Equity walks tried and tested path to deliver solid half-year

In Summary

Regional lender Equity Group maintained strong underlying growth during the first half of 2023, despite a […]

Regional lender Equity Group maintained strong underlying growth during the first half of 2023, despite a spike in the cost of income, surging inflation and weakened currencies relative to the USD, in the markets it operates in.

The lender told investors this week that the loan book expanded 26pc, and yields on loans remained flat at 12.1pc. This was despite a 35pc spike in the cost of funding in “a macro-economic environment characterized by high inflation, interest rates and a strengthened US Dollar against local currencies that has hit the economies and the customers hard.”

Pursuing a strategy that was validated during the Covid-19 pandemic, Equity instead chose to “stand by and cushion its customers while keeping on the lights of the economies it operates in.”

Lending increased from Kshs 673.9 billion to Kshs 845.9 billion, providing customers the flexibility to restructure their businesses and adapt to the shifts in the macro economy.

(Natural-language object grounding data)

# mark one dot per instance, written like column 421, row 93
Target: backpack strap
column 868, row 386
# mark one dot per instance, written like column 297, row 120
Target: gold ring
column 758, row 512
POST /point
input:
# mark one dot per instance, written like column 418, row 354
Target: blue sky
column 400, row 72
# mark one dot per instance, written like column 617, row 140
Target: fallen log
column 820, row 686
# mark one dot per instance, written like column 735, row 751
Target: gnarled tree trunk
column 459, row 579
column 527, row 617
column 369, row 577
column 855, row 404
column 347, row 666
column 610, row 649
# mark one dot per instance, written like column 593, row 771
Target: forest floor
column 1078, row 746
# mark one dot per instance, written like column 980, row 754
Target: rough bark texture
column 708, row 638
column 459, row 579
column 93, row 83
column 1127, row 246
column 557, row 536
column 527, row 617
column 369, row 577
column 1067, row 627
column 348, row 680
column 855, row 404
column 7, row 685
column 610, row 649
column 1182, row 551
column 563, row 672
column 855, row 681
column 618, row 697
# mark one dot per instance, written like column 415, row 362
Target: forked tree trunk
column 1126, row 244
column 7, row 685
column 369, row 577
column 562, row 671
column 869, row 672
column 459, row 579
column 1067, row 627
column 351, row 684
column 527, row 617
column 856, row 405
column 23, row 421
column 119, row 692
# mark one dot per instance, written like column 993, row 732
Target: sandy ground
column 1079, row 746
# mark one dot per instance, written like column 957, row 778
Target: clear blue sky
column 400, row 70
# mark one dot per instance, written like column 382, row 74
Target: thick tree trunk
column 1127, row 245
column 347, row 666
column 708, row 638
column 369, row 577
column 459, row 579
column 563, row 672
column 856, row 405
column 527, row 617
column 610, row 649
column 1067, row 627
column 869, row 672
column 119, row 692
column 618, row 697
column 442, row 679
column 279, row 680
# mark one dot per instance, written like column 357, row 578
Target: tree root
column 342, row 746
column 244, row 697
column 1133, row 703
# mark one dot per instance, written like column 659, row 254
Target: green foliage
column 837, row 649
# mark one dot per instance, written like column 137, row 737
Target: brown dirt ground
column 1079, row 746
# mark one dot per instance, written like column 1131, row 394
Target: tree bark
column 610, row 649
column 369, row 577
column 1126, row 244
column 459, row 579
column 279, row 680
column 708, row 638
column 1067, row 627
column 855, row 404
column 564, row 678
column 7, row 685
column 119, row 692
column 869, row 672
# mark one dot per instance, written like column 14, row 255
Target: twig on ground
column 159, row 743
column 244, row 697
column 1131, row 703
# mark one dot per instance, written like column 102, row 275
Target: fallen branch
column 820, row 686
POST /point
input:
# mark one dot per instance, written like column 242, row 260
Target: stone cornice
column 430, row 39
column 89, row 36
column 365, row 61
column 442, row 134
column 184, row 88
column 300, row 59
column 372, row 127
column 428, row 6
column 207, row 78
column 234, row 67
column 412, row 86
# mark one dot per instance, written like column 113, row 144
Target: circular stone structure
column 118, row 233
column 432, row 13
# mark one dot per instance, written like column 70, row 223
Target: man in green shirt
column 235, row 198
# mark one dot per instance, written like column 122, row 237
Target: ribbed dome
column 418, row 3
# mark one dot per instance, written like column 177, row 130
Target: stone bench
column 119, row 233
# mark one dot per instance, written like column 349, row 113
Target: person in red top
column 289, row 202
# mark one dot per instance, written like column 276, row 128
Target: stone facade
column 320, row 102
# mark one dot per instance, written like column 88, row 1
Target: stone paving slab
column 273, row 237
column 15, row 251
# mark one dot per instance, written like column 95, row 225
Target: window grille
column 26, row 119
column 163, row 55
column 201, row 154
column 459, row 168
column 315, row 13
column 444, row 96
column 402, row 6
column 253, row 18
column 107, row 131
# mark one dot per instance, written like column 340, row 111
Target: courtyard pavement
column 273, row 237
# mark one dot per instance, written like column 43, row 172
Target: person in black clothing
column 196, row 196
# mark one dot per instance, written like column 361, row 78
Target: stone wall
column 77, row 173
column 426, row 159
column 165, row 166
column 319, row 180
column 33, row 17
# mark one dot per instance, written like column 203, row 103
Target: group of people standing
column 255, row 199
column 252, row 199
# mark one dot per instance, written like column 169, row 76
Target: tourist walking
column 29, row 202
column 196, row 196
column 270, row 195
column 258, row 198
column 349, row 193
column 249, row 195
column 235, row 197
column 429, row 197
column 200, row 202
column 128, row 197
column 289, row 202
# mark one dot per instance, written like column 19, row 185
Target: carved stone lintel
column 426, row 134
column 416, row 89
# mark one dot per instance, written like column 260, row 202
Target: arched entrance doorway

(PROBLEM STATEMENT)
Answer these from the article on Equity Group's half-year results:
(a) By what percentage did the loan book expand?
(b) By what percentage did the cost of funding spike?
(c) What were the starting and ending lending figures?

(WRITTEN ANSWER)
(a) 26pc
(b) 35pc
(c) Lending rose from Kshs 673.9 billion to Kshs 845.9 billion.